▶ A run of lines
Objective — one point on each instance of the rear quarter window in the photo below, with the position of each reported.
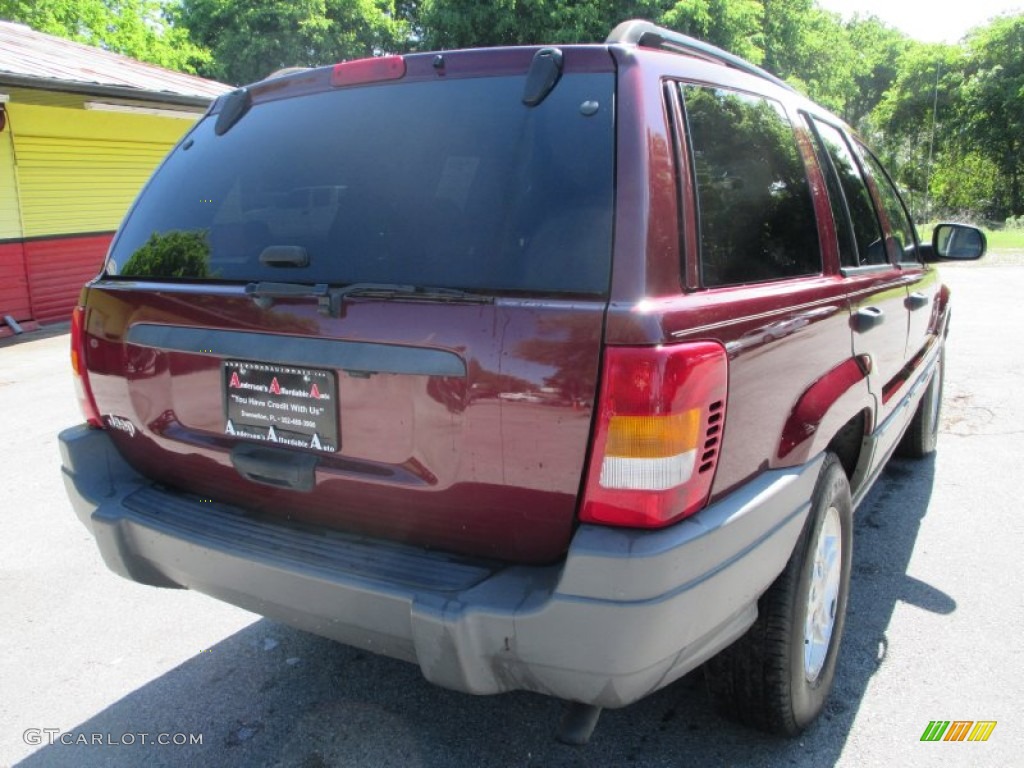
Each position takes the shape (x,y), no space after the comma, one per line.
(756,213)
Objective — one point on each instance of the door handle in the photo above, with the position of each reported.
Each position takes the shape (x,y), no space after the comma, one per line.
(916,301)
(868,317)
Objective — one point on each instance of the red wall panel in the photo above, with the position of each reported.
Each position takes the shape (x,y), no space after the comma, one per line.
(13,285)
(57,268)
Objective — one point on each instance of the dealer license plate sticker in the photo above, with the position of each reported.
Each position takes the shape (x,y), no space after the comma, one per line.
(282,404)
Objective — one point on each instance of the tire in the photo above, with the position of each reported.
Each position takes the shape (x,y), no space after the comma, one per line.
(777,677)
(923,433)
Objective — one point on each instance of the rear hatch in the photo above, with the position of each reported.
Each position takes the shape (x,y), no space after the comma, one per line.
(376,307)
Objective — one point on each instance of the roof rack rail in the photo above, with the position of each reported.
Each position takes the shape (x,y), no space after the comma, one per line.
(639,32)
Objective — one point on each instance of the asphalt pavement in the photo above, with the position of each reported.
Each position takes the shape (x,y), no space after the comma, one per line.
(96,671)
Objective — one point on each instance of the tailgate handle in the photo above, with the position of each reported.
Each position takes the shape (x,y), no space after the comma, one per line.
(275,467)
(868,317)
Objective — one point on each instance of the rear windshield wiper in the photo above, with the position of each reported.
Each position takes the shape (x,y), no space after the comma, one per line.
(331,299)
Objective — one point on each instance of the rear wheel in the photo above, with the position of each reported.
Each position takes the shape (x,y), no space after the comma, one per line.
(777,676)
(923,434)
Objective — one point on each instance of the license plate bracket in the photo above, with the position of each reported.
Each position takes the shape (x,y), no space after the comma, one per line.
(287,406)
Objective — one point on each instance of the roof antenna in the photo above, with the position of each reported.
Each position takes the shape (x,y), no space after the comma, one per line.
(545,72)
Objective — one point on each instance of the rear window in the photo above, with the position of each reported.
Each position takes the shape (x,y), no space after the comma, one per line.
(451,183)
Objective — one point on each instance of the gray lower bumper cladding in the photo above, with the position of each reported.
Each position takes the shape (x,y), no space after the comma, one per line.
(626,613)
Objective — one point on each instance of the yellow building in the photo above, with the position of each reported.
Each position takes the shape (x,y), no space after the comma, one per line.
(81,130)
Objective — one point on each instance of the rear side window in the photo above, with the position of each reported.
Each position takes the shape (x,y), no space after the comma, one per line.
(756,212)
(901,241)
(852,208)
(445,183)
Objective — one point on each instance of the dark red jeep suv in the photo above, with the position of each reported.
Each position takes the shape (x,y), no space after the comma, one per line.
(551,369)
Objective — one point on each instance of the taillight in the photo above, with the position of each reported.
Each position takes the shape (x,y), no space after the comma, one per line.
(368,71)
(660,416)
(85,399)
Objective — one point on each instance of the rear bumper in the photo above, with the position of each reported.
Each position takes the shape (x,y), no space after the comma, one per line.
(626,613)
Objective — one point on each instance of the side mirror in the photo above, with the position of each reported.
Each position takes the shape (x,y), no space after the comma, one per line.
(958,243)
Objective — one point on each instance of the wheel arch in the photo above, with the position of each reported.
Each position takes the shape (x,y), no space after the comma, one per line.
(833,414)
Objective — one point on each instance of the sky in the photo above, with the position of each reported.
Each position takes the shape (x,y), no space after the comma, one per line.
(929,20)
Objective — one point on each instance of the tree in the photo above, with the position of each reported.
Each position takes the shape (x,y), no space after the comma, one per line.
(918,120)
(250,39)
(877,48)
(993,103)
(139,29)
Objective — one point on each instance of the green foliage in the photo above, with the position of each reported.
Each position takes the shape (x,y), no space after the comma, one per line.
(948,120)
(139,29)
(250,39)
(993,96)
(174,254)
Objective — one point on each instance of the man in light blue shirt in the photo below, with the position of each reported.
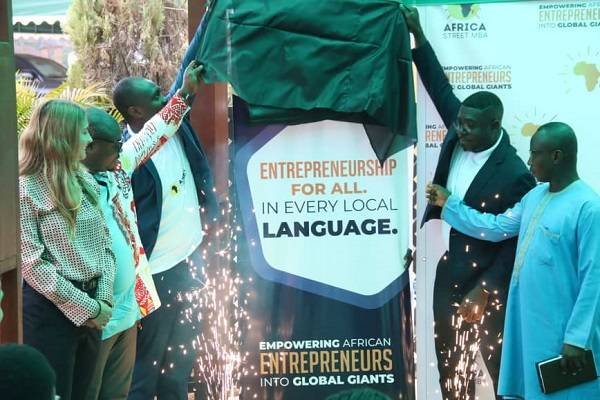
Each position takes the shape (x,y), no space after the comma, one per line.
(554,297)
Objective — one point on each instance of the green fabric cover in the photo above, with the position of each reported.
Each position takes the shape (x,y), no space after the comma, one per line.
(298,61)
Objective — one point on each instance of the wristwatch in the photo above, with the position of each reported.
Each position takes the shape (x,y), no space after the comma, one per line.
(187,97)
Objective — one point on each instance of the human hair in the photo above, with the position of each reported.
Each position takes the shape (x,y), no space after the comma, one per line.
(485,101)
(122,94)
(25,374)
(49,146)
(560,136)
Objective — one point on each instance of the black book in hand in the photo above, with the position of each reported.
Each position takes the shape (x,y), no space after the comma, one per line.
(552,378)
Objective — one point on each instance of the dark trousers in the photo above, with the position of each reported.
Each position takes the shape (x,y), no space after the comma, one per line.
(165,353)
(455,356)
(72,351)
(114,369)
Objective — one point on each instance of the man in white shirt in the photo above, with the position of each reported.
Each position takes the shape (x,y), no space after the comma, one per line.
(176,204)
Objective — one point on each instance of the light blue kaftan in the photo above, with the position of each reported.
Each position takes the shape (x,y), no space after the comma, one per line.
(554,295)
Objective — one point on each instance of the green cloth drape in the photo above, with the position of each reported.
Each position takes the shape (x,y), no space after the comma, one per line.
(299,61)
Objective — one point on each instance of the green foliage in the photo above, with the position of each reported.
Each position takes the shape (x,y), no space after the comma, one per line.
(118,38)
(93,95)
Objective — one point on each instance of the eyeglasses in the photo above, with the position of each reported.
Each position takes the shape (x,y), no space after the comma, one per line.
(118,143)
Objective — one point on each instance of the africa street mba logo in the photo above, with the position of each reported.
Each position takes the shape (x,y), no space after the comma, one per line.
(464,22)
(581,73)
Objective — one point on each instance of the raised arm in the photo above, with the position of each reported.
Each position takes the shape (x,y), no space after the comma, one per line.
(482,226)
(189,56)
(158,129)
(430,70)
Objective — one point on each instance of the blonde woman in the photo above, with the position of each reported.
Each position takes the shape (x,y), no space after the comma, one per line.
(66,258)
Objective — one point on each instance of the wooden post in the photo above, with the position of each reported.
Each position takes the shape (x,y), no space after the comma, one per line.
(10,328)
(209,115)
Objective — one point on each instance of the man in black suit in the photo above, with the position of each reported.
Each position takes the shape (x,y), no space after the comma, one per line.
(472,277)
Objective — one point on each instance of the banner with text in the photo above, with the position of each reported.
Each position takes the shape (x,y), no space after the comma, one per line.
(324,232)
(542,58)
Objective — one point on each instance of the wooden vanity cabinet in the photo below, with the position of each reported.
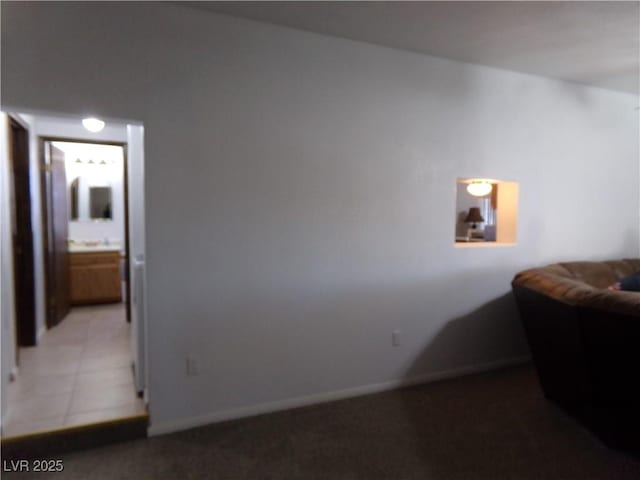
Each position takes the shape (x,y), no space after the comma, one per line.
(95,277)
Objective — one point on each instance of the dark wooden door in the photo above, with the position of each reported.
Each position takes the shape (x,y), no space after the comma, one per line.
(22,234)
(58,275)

--

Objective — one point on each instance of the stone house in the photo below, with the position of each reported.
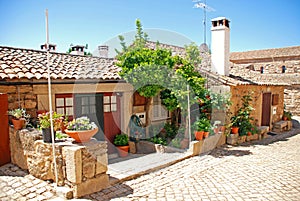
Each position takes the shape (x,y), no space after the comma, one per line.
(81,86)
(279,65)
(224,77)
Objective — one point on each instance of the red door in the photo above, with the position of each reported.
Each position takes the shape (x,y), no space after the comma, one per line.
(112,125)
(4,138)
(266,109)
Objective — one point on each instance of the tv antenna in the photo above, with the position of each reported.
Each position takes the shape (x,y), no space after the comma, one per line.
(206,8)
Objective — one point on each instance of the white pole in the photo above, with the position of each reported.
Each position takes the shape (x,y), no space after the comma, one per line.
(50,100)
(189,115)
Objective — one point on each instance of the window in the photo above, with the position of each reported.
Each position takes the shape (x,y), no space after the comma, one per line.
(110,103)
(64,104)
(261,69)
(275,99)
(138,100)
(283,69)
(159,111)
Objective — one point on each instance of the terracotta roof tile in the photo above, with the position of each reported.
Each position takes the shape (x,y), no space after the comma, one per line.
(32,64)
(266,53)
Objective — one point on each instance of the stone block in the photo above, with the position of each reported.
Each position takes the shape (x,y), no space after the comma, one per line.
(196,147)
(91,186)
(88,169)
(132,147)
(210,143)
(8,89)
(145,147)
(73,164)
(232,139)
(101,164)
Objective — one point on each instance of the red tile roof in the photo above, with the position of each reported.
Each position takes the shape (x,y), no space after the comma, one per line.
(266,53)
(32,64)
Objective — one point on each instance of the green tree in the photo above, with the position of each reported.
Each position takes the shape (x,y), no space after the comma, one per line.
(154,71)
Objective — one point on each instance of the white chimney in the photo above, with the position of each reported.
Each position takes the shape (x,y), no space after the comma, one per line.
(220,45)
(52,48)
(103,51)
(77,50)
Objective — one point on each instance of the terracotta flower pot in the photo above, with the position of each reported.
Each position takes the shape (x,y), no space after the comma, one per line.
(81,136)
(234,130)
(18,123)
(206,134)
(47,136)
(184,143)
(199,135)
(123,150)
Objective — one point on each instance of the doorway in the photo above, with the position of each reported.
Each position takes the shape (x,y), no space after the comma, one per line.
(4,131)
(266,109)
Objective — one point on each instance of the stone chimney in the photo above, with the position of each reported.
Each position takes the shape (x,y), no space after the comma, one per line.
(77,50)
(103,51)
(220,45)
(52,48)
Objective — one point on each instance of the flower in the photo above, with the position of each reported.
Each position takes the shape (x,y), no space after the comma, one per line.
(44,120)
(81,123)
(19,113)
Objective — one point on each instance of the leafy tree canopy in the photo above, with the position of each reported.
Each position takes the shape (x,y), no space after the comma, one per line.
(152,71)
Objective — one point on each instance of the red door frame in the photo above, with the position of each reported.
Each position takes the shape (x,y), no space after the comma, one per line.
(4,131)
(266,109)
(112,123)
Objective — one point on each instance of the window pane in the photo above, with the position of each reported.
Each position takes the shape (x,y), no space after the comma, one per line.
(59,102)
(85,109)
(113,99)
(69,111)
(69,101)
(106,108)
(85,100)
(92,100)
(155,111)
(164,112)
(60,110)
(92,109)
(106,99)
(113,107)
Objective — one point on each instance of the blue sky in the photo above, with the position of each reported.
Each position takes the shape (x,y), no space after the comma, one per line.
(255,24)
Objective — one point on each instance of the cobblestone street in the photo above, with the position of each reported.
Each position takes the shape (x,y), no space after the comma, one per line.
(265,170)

...

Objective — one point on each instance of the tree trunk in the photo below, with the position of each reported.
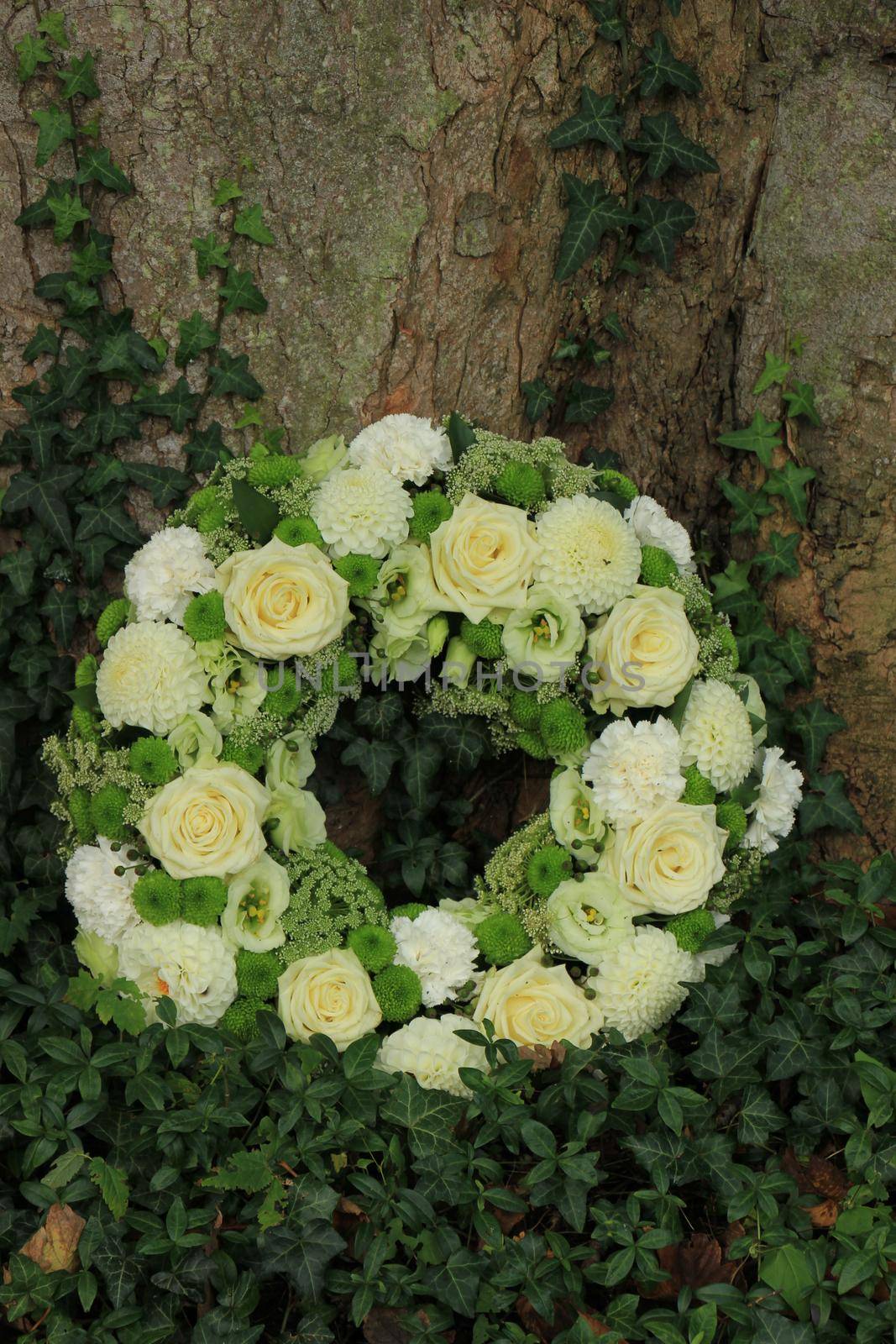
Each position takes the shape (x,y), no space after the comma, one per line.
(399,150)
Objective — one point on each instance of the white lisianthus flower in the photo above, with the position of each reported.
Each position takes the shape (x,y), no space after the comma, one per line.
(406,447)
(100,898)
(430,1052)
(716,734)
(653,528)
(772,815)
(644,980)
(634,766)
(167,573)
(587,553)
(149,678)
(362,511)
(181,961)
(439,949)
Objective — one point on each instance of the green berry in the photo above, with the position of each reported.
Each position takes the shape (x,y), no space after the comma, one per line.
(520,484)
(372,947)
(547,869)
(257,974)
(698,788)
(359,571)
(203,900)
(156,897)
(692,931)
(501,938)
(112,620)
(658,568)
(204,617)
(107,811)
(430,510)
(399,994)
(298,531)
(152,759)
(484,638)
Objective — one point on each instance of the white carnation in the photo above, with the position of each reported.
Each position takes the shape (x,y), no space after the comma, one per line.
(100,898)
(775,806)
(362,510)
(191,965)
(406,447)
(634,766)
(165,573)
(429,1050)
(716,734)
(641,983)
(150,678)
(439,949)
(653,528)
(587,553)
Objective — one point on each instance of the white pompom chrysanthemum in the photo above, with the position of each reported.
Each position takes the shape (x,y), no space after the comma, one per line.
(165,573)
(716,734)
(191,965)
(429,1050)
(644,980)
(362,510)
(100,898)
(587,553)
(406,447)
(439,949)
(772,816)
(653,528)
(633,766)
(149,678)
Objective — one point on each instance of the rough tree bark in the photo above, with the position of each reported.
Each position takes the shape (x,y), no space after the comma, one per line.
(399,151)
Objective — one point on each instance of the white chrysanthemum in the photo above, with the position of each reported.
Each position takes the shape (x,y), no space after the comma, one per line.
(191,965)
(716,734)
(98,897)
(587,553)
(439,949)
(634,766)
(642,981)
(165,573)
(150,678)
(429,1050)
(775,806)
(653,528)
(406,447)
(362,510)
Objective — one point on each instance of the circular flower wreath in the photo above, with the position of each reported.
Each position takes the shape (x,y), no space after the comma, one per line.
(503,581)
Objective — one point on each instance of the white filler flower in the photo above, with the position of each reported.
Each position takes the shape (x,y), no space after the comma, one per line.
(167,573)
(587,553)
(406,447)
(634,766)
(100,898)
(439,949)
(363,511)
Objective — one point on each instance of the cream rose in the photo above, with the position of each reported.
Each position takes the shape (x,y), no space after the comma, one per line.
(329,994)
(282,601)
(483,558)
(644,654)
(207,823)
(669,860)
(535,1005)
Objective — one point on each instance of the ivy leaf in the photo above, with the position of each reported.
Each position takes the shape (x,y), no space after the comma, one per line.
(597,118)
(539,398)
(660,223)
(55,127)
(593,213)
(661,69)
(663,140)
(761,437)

▶ TASK TO COMPLETE
How many lines above contain the word "tile"? Give only the number.

▶ EXERCISE RESULT
2